### Data provided ###

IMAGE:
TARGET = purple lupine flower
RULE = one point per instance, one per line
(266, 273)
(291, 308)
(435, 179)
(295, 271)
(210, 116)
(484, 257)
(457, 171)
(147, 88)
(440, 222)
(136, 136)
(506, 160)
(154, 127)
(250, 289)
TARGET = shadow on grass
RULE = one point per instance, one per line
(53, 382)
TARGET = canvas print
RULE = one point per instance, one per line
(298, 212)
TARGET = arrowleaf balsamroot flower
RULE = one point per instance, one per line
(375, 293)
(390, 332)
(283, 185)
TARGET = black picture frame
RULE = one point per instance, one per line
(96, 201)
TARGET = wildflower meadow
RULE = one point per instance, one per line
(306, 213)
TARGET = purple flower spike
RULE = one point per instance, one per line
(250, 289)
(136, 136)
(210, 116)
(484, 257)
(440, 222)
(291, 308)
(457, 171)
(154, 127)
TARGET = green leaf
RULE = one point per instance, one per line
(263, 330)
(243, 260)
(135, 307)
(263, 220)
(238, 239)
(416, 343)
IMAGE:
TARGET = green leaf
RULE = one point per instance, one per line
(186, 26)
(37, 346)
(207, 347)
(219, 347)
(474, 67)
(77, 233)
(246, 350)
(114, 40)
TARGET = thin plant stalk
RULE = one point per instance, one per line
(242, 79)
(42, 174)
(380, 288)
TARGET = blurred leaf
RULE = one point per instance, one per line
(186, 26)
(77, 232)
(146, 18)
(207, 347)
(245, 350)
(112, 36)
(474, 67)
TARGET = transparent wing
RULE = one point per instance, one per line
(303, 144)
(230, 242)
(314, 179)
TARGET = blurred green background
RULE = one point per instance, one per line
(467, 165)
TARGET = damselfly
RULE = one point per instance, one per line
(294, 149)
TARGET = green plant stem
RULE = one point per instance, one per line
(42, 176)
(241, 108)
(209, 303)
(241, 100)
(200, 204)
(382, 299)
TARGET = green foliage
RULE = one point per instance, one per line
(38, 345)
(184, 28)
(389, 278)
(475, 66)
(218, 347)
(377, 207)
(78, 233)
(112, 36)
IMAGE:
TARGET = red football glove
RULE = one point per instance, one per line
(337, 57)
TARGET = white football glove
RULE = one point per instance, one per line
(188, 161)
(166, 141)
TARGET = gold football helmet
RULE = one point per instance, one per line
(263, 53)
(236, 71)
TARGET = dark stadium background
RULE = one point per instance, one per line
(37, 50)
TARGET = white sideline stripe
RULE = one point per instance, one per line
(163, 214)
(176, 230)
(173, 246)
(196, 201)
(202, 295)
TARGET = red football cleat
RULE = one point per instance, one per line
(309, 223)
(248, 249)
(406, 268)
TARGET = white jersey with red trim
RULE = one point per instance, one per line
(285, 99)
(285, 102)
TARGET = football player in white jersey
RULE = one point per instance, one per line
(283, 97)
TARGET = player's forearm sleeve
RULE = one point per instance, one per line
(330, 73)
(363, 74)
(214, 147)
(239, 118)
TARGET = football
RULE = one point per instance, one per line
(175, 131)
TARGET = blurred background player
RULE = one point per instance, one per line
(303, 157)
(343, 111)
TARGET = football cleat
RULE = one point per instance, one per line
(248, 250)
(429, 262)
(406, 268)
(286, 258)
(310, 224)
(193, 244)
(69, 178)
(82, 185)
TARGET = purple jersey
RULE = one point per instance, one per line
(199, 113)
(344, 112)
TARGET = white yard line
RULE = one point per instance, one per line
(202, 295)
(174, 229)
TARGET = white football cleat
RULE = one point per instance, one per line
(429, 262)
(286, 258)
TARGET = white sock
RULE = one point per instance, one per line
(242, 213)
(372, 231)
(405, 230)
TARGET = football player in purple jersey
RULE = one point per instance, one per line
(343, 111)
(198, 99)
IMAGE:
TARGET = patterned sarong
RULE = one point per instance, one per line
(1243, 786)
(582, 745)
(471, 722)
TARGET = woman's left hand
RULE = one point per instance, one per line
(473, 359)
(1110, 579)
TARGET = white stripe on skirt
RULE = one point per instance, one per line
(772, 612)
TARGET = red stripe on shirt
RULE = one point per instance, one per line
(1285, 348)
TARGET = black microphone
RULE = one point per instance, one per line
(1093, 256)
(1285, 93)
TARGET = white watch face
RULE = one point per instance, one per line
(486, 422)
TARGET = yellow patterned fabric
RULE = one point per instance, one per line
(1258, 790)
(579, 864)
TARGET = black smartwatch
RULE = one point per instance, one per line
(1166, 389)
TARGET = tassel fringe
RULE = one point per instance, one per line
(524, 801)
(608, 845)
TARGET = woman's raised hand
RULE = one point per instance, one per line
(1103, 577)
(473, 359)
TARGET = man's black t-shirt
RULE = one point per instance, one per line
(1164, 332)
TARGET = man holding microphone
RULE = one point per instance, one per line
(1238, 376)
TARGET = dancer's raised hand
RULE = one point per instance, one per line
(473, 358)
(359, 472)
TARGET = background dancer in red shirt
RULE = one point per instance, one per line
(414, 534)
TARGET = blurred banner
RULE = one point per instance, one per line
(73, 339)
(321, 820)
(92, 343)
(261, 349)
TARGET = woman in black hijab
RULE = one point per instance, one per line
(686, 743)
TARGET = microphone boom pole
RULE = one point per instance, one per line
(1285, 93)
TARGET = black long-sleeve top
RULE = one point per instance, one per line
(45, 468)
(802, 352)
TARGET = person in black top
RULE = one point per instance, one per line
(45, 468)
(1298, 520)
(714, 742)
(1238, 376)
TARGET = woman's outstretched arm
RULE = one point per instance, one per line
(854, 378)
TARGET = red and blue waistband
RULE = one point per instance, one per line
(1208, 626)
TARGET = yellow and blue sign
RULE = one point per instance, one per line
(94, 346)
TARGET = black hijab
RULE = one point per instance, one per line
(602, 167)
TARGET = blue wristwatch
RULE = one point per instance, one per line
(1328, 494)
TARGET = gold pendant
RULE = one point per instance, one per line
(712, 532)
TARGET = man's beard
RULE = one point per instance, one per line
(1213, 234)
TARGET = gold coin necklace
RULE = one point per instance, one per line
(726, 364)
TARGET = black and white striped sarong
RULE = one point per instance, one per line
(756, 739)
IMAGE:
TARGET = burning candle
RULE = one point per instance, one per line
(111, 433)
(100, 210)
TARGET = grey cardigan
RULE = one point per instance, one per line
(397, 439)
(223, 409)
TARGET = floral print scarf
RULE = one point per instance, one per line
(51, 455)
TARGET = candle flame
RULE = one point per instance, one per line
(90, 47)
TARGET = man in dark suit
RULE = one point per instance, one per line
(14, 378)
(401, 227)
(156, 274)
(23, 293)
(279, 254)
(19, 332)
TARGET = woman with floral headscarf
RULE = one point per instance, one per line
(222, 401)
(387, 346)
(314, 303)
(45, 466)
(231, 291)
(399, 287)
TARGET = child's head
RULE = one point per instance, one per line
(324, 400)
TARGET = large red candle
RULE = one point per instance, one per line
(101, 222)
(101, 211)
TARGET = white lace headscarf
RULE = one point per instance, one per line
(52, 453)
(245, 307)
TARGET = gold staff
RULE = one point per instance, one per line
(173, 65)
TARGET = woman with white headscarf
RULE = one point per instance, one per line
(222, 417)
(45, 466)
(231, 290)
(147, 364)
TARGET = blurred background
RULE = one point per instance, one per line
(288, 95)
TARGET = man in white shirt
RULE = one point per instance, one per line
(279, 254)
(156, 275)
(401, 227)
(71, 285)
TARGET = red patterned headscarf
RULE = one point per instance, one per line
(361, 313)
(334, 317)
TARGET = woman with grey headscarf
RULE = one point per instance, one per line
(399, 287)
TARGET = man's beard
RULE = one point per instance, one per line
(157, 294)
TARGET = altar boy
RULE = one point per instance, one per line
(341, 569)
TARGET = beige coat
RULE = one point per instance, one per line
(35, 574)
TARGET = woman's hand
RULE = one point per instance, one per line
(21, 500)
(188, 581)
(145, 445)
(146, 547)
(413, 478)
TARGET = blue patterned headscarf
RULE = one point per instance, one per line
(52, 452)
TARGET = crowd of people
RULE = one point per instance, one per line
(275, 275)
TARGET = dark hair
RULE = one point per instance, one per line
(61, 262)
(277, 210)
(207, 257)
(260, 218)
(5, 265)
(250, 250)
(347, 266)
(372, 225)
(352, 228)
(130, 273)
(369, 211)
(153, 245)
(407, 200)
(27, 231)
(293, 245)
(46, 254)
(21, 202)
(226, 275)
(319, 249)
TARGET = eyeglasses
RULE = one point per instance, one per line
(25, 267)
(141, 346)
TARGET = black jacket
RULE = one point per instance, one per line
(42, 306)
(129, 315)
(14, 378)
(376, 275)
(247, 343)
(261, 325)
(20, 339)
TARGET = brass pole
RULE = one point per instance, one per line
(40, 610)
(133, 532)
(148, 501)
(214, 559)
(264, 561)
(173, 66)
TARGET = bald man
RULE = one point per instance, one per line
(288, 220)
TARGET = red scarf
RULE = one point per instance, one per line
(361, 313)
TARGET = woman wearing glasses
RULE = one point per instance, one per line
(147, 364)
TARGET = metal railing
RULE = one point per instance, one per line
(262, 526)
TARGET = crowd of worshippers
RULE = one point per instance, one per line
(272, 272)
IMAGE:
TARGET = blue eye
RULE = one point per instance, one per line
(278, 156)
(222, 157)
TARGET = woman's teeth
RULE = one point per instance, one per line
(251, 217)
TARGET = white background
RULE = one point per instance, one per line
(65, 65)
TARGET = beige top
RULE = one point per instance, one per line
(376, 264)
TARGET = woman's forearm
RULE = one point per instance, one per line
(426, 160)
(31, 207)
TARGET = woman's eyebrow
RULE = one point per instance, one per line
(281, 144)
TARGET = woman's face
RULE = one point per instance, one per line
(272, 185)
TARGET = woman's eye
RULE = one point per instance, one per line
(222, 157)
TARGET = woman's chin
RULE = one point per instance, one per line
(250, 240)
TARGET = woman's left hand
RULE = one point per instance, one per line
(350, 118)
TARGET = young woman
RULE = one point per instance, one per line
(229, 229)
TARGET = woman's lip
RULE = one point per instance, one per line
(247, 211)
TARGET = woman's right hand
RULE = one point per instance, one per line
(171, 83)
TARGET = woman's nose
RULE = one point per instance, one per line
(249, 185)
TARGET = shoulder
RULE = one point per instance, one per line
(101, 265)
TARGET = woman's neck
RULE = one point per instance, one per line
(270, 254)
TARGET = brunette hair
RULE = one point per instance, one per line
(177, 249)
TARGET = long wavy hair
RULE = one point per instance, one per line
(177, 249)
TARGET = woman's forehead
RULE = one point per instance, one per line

###

State, as a bare number, how many lines of the material include the string "shirt".

**Response for this exercise:** 4